THE REQUEST:
Would you write out the entries below, every one of them, exactly?

Lines of data:

────────────────────────────────────────

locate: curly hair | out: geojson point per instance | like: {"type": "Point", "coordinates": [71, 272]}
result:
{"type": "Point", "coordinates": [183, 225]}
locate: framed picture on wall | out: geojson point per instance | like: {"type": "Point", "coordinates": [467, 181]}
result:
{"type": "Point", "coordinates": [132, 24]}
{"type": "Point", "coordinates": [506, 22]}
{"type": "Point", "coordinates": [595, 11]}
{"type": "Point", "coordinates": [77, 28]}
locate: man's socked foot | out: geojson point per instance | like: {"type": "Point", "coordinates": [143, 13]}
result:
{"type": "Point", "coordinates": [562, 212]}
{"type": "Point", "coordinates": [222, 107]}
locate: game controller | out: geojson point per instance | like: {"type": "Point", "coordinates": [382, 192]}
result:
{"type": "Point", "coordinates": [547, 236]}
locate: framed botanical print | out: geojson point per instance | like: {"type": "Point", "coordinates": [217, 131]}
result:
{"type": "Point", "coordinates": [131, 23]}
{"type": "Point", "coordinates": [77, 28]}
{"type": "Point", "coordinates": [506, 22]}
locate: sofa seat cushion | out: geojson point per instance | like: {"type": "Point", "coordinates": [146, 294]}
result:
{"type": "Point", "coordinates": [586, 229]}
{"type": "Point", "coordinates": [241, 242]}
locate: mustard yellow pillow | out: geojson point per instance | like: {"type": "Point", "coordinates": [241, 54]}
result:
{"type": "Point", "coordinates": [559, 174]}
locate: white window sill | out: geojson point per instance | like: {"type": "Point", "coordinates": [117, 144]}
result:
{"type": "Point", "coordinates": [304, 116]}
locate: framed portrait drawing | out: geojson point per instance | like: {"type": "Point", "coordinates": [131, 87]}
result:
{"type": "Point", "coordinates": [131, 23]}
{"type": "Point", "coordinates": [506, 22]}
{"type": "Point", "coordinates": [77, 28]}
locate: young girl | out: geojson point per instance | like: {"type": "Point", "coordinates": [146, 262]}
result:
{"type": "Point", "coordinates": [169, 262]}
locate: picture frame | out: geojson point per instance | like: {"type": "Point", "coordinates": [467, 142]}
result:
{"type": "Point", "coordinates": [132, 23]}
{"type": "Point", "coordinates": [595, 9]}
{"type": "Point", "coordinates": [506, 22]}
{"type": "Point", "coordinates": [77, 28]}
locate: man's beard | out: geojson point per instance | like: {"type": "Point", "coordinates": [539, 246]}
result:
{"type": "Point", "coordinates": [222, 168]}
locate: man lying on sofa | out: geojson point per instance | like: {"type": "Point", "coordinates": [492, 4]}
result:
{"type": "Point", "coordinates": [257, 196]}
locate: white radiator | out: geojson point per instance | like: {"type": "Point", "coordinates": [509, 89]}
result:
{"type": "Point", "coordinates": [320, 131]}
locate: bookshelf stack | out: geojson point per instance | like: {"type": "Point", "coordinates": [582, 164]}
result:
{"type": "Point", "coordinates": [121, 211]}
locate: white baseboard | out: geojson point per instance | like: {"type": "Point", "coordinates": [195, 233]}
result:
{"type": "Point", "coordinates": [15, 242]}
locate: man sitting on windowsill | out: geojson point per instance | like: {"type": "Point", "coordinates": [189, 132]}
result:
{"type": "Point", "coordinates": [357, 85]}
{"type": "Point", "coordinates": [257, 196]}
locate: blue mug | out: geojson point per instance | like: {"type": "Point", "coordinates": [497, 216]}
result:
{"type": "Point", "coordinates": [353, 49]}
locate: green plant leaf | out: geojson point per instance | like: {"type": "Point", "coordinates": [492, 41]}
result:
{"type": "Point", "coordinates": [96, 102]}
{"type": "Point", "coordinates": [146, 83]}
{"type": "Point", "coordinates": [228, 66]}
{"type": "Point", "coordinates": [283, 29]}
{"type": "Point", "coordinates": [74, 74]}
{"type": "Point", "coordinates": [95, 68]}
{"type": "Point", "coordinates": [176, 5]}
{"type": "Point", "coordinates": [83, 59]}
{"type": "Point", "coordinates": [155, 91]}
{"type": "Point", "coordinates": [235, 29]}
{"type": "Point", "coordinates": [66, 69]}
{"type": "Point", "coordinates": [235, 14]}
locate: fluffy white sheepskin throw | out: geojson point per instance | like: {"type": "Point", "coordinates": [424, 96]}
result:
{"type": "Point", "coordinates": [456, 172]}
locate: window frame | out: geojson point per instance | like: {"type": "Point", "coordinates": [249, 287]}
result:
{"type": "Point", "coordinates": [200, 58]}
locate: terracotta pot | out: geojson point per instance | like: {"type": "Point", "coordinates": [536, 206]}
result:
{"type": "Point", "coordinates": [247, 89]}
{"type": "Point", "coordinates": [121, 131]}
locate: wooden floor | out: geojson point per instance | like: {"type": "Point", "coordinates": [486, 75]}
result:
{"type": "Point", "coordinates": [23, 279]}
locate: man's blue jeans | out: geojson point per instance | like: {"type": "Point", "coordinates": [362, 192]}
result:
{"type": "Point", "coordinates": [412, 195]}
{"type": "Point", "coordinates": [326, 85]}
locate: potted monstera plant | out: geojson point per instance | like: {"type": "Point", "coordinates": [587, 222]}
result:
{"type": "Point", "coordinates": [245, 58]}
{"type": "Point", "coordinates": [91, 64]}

────────────────────────────────────────

TASK RESPONSE:
locate: curly hair | out: geojson point per instance | like: {"type": "Point", "coordinates": [71, 272]}
result:
{"type": "Point", "coordinates": [183, 225]}
locate: framed picture on wall | out: geojson point per instance | like: {"type": "Point", "coordinates": [467, 181]}
result:
{"type": "Point", "coordinates": [132, 24]}
{"type": "Point", "coordinates": [506, 22]}
{"type": "Point", "coordinates": [595, 11]}
{"type": "Point", "coordinates": [77, 28]}
locate: man's socked foot | out: geojson point per instance | like: {"type": "Point", "coordinates": [143, 13]}
result:
{"type": "Point", "coordinates": [562, 212]}
{"type": "Point", "coordinates": [222, 107]}
locate: game controller | out: geojson point per instance | like: {"type": "Point", "coordinates": [382, 192]}
result:
{"type": "Point", "coordinates": [547, 236]}
locate: framed botanical print | out: geojson point per instance | like: {"type": "Point", "coordinates": [217, 131]}
result:
{"type": "Point", "coordinates": [131, 23]}
{"type": "Point", "coordinates": [77, 28]}
{"type": "Point", "coordinates": [506, 22]}
locate: sofa seat cushion | out: geojson point per instance | like: {"type": "Point", "coordinates": [146, 294]}
result:
{"type": "Point", "coordinates": [586, 229]}
{"type": "Point", "coordinates": [241, 242]}
locate: mustard yellow pillow | out: geojson point per instance | like: {"type": "Point", "coordinates": [241, 54]}
result:
{"type": "Point", "coordinates": [559, 174]}
locate: white window sill | out: geojson point per instance | like: {"type": "Point", "coordinates": [117, 144]}
result:
{"type": "Point", "coordinates": [304, 116]}
locate: framed portrait drawing | out: geojson point per instance | like: {"type": "Point", "coordinates": [131, 87]}
result:
{"type": "Point", "coordinates": [131, 23]}
{"type": "Point", "coordinates": [506, 22]}
{"type": "Point", "coordinates": [77, 28]}
locate: young girl | out: geojson point per instance | like: {"type": "Point", "coordinates": [146, 262]}
result:
{"type": "Point", "coordinates": [169, 262]}
locate: picture frame | out: geojson point per instance | like: {"type": "Point", "coordinates": [467, 142]}
result:
{"type": "Point", "coordinates": [132, 23]}
{"type": "Point", "coordinates": [595, 9]}
{"type": "Point", "coordinates": [506, 22]}
{"type": "Point", "coordinates": [77, 28]}
locate: man's beard | out: geojson point per instance | like: {"type": "Point", "coordinates": [539, 246]}
result:
{"type": "Point", "coordinates": [222, 168]}
locate: man lying on sofa | out: geojson point per instance | like: {"type": "Point", "coordinates": [492, 4]}
result:
{"type": "Point", "coordinates": [257, 196]}
locate: white radiator | out: geojson point per instance | like: {"type": "Point", "coordinates": [509, 89]}
result:
{"type": "Point", "coordinates": [320, 131]}
locate: bookshelf stack | out: geojson point per instance | like: {"type": "Point", "coordinates": [582, 164]}
result:
{"type": "Point", "coordinates": [121, 211]}
locate: white baseboard | out: geojson point per instance | like: {"type": "Point", "coordinates": [195, 233]}
result:
{"type": "Point", "coordinates": [15, 242]}
locate: man sitting on windowsill | out: geojson point per instance | like: {"type": "Point", "coordinates": [189, 132]}
result:
{"type": "Point", "coordinates": [357, 85]}
{"type": "Point", "coordinates": [257, 196]}
locate: blue mug | out: geojson point per instance | like: {"type": "Point", "coordinates": [497, 216]}
result:
{"type": "Point", "coordinates": [353, 49]}
locate: green plant leaf | out: geojson point per instance | like: {"type": "Point", "coordinates": [492, 41]}
result:
{"type": "Point", "coordinates": [96, 102]}
{"type": "Point", "coordinates": [146, 83]}
{"type": "Point", "coordinates": [228, 66]}
{"type": "Point", "coordinates": [283, 29]}
{"type": "Point", "coordinates": [74, 74]}
{"type": "Point", "coordinates": [95, 68]}
{"type": "Point", "coordinates": [176, 5]}
{"type": "Point", "coordinates": [83, 59]}
{"type": "Point", "coordinates": [155, 91]}
{"type": "Point", "coordinates": [235, 29]}
{"type": "Point", "coordinates": [66, 69]}
{"type": "Point", "coordinates": [235, 14]}
locate: fluffy white sheepskin throw | out: geojson point per instance | like: {"type": "Point", "coordinates": [424, 96]}
result:
{"type": "Point", "coordinates": [456, 172]}
locate: window frame | out: geojson point per instance | like: {"type": "Point", "coordinates": [249, 287]}
result:
{"type": "Point", "coordinates": [200, 58]}
locate: terracotta pot | out: geojson point per instance | like: {"type": "Point", "coordinates": [536, 206]}
result:
{"type": "Point", "coordinates": [247, 89]}
{"type": "Point", "coordinates": [121, 131]}
locate: wooden floor | out: geojson point per instance | like: {"type": "Point", "coordinates": [486, 75]}
result:
{"type": "Point", "coordinates": [23, 279]}
locate: man's blue jeans | out: geojson point per instance | like: {"type": "Point", "coordinates": [362, 192]}
result:
{"type": "Point", "coordinates": [412, 195]}
{"type": "Point", "coordinates": [326, 85]}
locate: potted monstera plant | out: geojson point per instance | like: {"type": "Point", "coordinates": [587, 222]}
result:
{"type": "Point", "coordinates": [245, 58]}
{"type": "Point", "coordinates": [91, 64]}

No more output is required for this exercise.